> _What is required_
Please reproduce the listing below word for word, repeating every line exactly but leaving the pictures out.

> _Record excerpts_

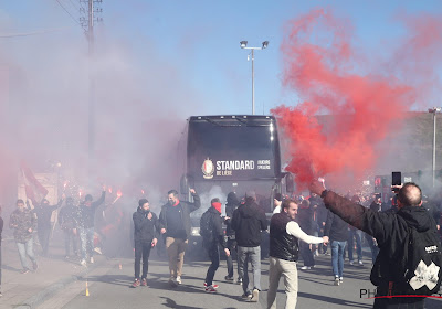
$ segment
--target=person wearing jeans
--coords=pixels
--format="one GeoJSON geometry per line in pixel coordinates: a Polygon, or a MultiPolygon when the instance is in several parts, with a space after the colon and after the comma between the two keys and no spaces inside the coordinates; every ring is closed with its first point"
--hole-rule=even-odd
{"type": "MultiPolygon", "coordinates": [[[[80,241],[82,243],[82,260],[81,265],[86,266],[87,256],[90,263],[94,263],[94,225],[95,225],[95,212],[97,207],[103,204],[106,198],[106,188],[103,188],[102,196],[93,202],[91,194],[84,198],[84,201],[80,204],[80,212],[77,214],[76,222],[80,230],[80,241]]],[[[74,234],[76,228],[74,228],[74,234]]]]}
{"type": "Polygon", "coordinates": [[[14,239],[19,251],[20,262],[23,269],[21,274],[29,273],[28,258],[32,260],[33,269],[38,269],[33,252],[32,232],[35,230],[36,221],[34,214],[25,209],[23,200],[17,201],[17,210],[11,214],[9,226],[14,230],[14,239]]]}
{"type": "Polygon", "coordinates": [[[264,211],[256,204],[256,193],[245,193],[245,203],[234,212],[231,222],[238,243],[238,269],[242,278],[242,298],[257,302],[261,290],[261,231],[267,230],[264,211]],[[252,264],[253,285],[249,288],[248,264],[252,264]]]}
{"type": "Polygon", "coordinates": [[[158,219],[150,211],[149,201],[141,199],[138,201],[138,209],[133,214],[134,220],[134,248],[135,248],[135,280],[131,287],[139,285],[147,286],[147,270],[149,267],[150,249],[157,245],[158,219]],[[143,259],[141,283],[139,281],[140,262],[143,259]]]}
{"type": "Polygon", "coordinates": [[[324,235],[330,238],[333,275],[335,285],[339,286],[344,281],[344,252],[348,238],[348,223],[328,212],[324,235]]]}
{"type": "Polygon", "coordinates": [[[338,242],[332,241],[332,267],[333,275],[335,278],[339,278],[339,283],[341,283],[341,278],[344,277],[344,251],[347,242],[338,242]]]}
{"type": "Polygon", "coordinates": [[[201,206],[200,196],[194,189],[189,189],[193,203],[180,201],[177,190],[170,190],[167,194],[168,203],[161,207],[159,214],[160,233],[166,236],[166,249],[169,256],[169,285],[180,285],[185,253],[190,236],[190,213],[201,206]]]}
{"type": "Polygon", "coordinates": [[[202,233],[203,247],[207,249],[210,260],[212,262],[206,275],[206,291],[215,292],[218,285],[213,284],[214,274],[220,266],[220,247],[224,249],[225,256],[230,256],[230,251],[227,248],[224,232],[222,231],[222,217],[221,217],[221,201],[215,198],[210,201],[211,207],[201,216],[201,221],[204,219],[211,231],[202,233]],[[209,233],[208,233],[209,232],[209,233]]]}
{"type": "Polygon", "coordinates": [[[270,267],[267,308],[276,309],[276,292],[281,276],[284,277],[286,294],[285,308],[293,309],[297,302],[297,259],[298,241],[306,244],[327,243],[328,237],[315,237],[301,230],[295,217],[298,205],[293,200],[285,200],[282,212],[274,214],[270,222],[270,267]]]}
{"type": "Polygon", "coordinates": [[[354,260],[354,247],[355,247],[355,239],[356,239],[356,253],[358,255],[358,264],[364,265],[362,263],[362,245],[360,239],[360,231],[356,230],[355,227],[350,226],[348,228],[348,259],[350,265],[355,264],[354,260]]]}
{"type": "MultiPolygon", "coordinates": [[[[261,289],[261,247],[238,246],[238,276],[242,278],[242,289],[245,296],[252,294],[249,288],[249,262],[253,271],[253,291],[261,289]]],[[[251,300],[252,301],[252,300],[251,300]]],[[[257,301],[257,299],[256,299],[257,301]]]]}
{"type": "MultiPolygon", "coordinates": [[[[238,200],[236,193],[230,192],[228,194],[228,202],[225,204],[225,217],[224,217],[224,224],[225,224],[225,236],[228,236],[228,242],[227,242],[227,247],[230,252],[230,255],[225,258],[227,265],[228,265],[228,275],[224,277],[225,280],[228,281],[233,281],[233,257],[232,253],[236,252],[236,239],[235,239],[235,232],[231,227],[231,221],[233,216],[233,212],[238,209],[240,205],[240,201],[238,200]]],[[[238,254],[236,254],[236,260],[238,260],[238,254]]],[[[238,269],[238,263],[236,263],[236,269],[238,269]]],[[[238,270],[236,270],[238,271],[238,270]]],[[[238,278],[238,281],[240,283],[242,279],[238,278]]]]}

> _Task output_
$ segment
--target=person wearing jeans
--coords=pixels
--format="one GeoJSON geometry per line in pixel coordinates: a Polygon, or a MultiPolygon when the instance is in several parts, with a space after the colon and after the comma between the two keys and no spaces inside the coordinates; every ring is closed with its first point"
--hole-rule=even-odd
{"type": "MultiPolygon", "coordinates": [[[[80,241],[82,243],[82,260],[81,265],[86,266],[87,256],[90,263],[94,263],[94,225],[95,225],[95,212],[97,207],[103,204],[106,198],[106,188],[103,188],[102,196],[93,202],[91,194],[84,198],[84,201],[80,204],[80,212],[77,214],[76,222],[80,230],[80,241]]],[[[74,234],[76,228],[74,228],[74,234]]]]}
{"type": "Polygon", "coordinates": [[[14,239],[19,251],[20,262],[23,269],[21,274],[29,273],[28,258],[32,260],[33,269],[38,269],[33,252],[32,232],[35,230],[36,221],[34,214],[25,209],[23,200],[17,201],[17,210],[11,214],[9,226],[14,230],[14,239]]]}
{"type": "Polygon", "coordinates": [[[264,211],[256,204],[256,193],[245,193],[245,203],[234,212],[231,222],[238,243],[238,269],[242,278],[242,298],[257,302],[261,290],[261,231],[267,230],[264,211]],[[252,264],[253,285],[249,288],[248,264],[252,264]]]}
{"type": "Polygon", "coordinates": [[[158,219],[150,211],[149,201],[141,199],[138,201],[138,209],[133,214],[134,220],[134,248],[135,248],[135,280],[131,287],[139,285],[147,286],[147,270],[149,267],[150,249],[157,245],[158,219]],[[143,259],[141,283],[139,281],[140,262],[143,259]]]}
{"type": "Polygon", "coordinates": [[[324,235],[330,238],[333,275],[335,285],[339,286],[344,281],[344,252],[348,238],[348,223],[328,212],[324,235]]]}
{"type": "Polygon", "coordinates": [[[338,242],[332,241],[332,267],[333,275],[335,278],[339,278],[339,283],[341,283],[341,278],[344,277],[344,251],[347,242],[338,242]]]}
{"type": "Polygon", "coordinates": [[[201,206],[200,196],[194,189],[189,189],[193,203],[180,201],[177,190],[170,190],[167,194],[168,203],[161,207],[159,214],[160,233],[166,236],[166,249],[169,256],[169,285],[180,285],[185,253],[190,236],[190,213],[201,206]]]}
{"type": "Polygon", "coordinates": [[[202,233],[203,247],[207,249],[210,260],[212,262],[206,275],[206,291],[215,292],[218,285],[213,284],[214,274],[220,266],[220,247],[224,249],[225,256],[230,256],[230,251],[227,248],[224,232],[222,231],[222,217],[221,217],[221,201],[215,198],[210,201],[211,207],[201,216],[201,221],[204,219],[211,231],[202,233]],[[209,233],[208,233],[209,232],[209,233]]]}
{"type": "Polygon", "coordinates": [[[270,267],[267,308],[276,309],[276,292],[281,276],[284,277],[286,294],[285,308],[293,309],[297,302],[297,259],[298,241],[306,244],[327,243],[328,237],[315,237],[301,230],[295,217],[298,205],[293,200],[285,200],[282,212],[274,214],[270,222],[270,267]]]}
{"type": "Polygon", "coordinates": [[[354,260],[354,247],[355,247],[355,239],[356,239],[356,253],[358,255],[358,264],[364,265],[362,263],[362,245],[360,239],[360,231],[356,230],[355,227],[350,226],[348,228],[348,259],[350,265],[355,264],[354,260]]]}
{"type": "MultiPolygon", "coordinates": [[[[261,289],[261,247],[238,246],[238,276],[242,278],[242,289],[245,296],[252,294],[249,288],[249,262],[253,271],[253,291],[261,289]]],[[[251,300],[252,301],[252,300],[251,300]]],[[[257,301],[257,299],[256,299],[257,301]]]]}
{"type": "MultiPolygon", "coordinates": [[[[238,200],[236,193],[230,192],[228,194],[228,202],[225,204],[225,217],[224,217],[224,224],[225,224],[225,236],[228,236],[228,242],[227,242],[227,247],[230,252],[230,255],[225,258],[227,265],[228,265],[228,275],[224,277],[225,280],[228,281],[233,281],[233,257],[232,253],[236,252],[236,239],[235,239],[235,232],[231,227],[231,221],[233,216],[233,212],[238,209],[240,205],[240,201],[238,200]]],[[[238,254],[236,254],[236,260],[238,260],[238,254]]],[[[238,269],[238,263],[236,263],[236,269],[238,269]]],[[[238,270],[236,270],[238,271],[238,270]]],[[[238,278],[238,281],[240,283],[242,279],[238,278]]]]}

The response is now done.